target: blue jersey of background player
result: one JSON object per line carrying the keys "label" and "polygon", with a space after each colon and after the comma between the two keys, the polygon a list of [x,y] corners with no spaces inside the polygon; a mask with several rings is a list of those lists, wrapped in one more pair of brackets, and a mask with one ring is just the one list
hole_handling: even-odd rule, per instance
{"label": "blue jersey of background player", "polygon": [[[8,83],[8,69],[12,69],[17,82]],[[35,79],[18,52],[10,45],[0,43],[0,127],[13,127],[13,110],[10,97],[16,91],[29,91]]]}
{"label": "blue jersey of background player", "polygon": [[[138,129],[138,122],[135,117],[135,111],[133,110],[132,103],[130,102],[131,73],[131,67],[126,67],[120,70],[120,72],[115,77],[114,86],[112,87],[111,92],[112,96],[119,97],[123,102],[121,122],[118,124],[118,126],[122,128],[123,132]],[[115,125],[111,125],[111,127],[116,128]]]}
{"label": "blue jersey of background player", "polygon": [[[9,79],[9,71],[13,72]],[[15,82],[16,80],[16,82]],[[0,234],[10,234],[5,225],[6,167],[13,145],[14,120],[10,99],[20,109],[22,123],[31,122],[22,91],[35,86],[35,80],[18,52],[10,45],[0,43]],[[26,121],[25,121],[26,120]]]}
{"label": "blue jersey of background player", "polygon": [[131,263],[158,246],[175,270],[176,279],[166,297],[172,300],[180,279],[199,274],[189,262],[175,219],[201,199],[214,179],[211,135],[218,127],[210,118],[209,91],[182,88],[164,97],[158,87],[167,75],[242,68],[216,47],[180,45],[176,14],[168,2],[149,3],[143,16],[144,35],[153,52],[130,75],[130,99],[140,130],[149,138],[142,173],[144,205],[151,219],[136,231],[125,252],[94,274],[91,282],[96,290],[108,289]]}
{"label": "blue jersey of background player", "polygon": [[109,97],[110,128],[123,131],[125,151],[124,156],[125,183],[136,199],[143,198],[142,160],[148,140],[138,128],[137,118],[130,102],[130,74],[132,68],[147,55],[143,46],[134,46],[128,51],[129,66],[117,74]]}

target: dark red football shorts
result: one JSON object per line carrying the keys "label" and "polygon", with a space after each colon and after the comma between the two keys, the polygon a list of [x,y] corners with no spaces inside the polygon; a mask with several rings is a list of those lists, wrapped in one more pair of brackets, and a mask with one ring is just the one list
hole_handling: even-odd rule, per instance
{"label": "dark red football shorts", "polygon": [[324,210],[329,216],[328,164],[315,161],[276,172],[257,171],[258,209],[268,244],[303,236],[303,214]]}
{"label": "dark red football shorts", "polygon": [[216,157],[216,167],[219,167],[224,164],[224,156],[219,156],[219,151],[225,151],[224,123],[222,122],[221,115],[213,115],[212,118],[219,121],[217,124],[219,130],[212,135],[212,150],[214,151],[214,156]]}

> **About this exercise**:
Copy out the records above without altering anything.

> **Solution below**:
target: blue jersey of background player
result: one JSON object per line carrying the keys "label" and "polygon", with a space after each colon and after the comma between the two keys, the polygon a list of [x,y] corners with no spaces inside the polygon; a mask with several rings is a list of those lists, wrapped in one more pair of brackets, and a mask with one ring is just the one list
hole_handling: even-odd rule, per instance
{"label": "blue jersey of background player", "polygon": [[[8,83],[8,69],[12,69],[17,82]],[[35,79],[18,52],[10,45],[0,43],[0,127],[13,127],[13,110],[10,97],[16,91],[29,91]]]}
{"label": "blue jersey of background player", "polygon": [[[138,129],[138,122],[135,117],[135,111],[133,110],[132,103],[130,102],[131,73],[131,67],[126,67],[120,70],[120,72],[115,77],[114,86],[112,87],[111,92],[112,96],[119,97],[123,102],[121,122],[118,124],[118,126],[122,128],[123,132]],[[115,125],[111,125],[111,127],[116,128]]]}
{"label": "blue jersey of background player", "polygon": [[[9,79],[9,71],[13,72]],[[15,82],[16,80],[16,82]],[[0,234],[10,234],[5,225],[6,167],[13,145],[14,120],[10,99],[20,109],[22,123],[31,122],[22,91],[35,86],[35,80],[18,52],[10,45],[0,43]],[[26,121],[25,121],[26,120]]]}
{"label": "blue jersey of background player", "polygon": [[131,263],[158,246],[175,270],[176,279],[166,297],[172,300],[180,279],[199,274],[189,262],[175,219],[201,199],[214,179],[211,135],[218,127],[210,118],[209,91],[182,88],[164,97],[158,87],[167,75],[242,68],[216,47],[180,45],[176,14],[168,2],[149,3],[143,16],[144,35],[153,52],[130,75],[130,99],[140,130],[149,138],[142,173],[144,205],[151,219],[136,231],[125,252],[94,274],[91,282],[96,290],[108,289]]}
{"label": "blue jersey of background player", "polygon": [[109,97],[110,128],[123,131],[125,151],[124,156],[125,183],[136,199],[143,198],[142,160],[148,140],[138,128],[137,118],[130,102],[130,74],[132,68],[147,55],[143,46],[134,46],[128,51],[129,66],[117,74]]}

target: dark red football shorts
result: one JSON object per line carrying the keys "label" and "polygon", with a space after each colon and after the comma between the two keys, the polygon a list of [x,y] corners with no spaces inside the polygon; a mask with several rings is a list of those lists, wrapped in one more pair of brackets, and a mask with one ring is just the one list
hole_handling: even-odd rule, per instance
{"label": "dark red football shorts", "polygon": [[324,210],[329,216],[328,164],[315,161],[276,172],[257,171],[258,209],[268,244],[303,236],[303,214]]}
{"label": "dark red football shorts", "polygon": [[216,157],[216,167],[219,167],[224,164],[224,156],[219,156],[219,151],[225,151],[224,123],[222,122],[221,115],[213,115],[212,118],[219,121],[217,124],[219,130],[212,135],[212,150],[214,151],[214,156]]}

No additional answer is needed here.